* _Task to carry out_
Reproduce the material starting at the line containing "indicate the large" and ending at the line containing "[(346, 418)]", both included, with the requests unchanged and every point coordinate in the answers scaled by 0.8 and rounded to whole numbers, halves going up. Give only those lines.

========

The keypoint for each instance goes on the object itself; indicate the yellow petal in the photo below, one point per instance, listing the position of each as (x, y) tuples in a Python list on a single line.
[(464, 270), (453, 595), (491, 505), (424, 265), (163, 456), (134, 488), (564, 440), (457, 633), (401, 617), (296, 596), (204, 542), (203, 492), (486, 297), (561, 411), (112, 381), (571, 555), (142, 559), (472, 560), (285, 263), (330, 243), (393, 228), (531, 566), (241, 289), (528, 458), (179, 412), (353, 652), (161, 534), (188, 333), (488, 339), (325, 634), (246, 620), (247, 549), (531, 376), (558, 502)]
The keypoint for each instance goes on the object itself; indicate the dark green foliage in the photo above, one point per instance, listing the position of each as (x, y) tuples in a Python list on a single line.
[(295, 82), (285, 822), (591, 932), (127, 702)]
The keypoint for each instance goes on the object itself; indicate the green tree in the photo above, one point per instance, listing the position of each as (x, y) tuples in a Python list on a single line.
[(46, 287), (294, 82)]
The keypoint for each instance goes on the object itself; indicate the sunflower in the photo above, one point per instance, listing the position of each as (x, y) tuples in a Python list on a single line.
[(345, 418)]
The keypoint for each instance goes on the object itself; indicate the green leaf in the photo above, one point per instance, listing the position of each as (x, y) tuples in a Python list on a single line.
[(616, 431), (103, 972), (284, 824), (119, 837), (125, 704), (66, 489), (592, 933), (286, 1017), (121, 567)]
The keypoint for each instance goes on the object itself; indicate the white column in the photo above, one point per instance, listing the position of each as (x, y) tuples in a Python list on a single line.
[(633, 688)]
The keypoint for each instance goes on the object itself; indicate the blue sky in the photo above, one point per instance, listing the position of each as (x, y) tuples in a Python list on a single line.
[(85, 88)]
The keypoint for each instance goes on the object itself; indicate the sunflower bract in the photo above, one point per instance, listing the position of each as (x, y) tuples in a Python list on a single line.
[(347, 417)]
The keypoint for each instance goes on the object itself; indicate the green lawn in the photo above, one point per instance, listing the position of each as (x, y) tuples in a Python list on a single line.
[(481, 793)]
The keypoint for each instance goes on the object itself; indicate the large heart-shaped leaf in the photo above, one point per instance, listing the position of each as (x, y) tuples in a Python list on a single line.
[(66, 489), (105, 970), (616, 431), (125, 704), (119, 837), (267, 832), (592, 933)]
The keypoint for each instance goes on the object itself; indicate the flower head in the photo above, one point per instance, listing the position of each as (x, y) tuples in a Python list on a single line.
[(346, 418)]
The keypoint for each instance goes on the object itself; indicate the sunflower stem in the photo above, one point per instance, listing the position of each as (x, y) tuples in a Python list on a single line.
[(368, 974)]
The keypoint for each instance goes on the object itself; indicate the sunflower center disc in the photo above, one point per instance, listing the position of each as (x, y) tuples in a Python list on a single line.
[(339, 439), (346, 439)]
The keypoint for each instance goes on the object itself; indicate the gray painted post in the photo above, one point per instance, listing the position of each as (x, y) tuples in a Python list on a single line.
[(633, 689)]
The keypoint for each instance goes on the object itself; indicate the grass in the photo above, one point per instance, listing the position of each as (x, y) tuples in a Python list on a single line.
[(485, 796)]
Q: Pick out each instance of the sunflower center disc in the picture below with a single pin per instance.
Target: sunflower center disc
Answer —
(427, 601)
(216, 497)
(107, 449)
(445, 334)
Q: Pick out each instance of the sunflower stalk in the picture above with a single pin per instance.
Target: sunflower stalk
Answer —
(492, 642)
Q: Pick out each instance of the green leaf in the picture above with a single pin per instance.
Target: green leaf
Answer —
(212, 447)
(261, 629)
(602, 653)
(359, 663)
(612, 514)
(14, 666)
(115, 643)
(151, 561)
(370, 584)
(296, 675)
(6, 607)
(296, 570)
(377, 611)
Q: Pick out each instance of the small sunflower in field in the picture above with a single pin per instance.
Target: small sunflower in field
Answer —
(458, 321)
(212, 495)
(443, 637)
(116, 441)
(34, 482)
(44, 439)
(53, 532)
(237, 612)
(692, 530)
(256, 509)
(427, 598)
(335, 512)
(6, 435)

========

* _Final answer_
The keypoint for each instance goes on the object itself; indicate the large heart-shaped leaf in the photo above, one point per instance, listing the position of each as (x, y) tuples in a Python list on a single line.
[(53, 391), (84, 776), (493, 345), (100, 563), (95, 670), (214, 666), (474, 746)]
The keypoint for each instance goes on the object itself; indicate the flower head in the photo above, one point per instance, listing the position of each as (x, y) tuples in a Python list on a single line.
[(277, 334)]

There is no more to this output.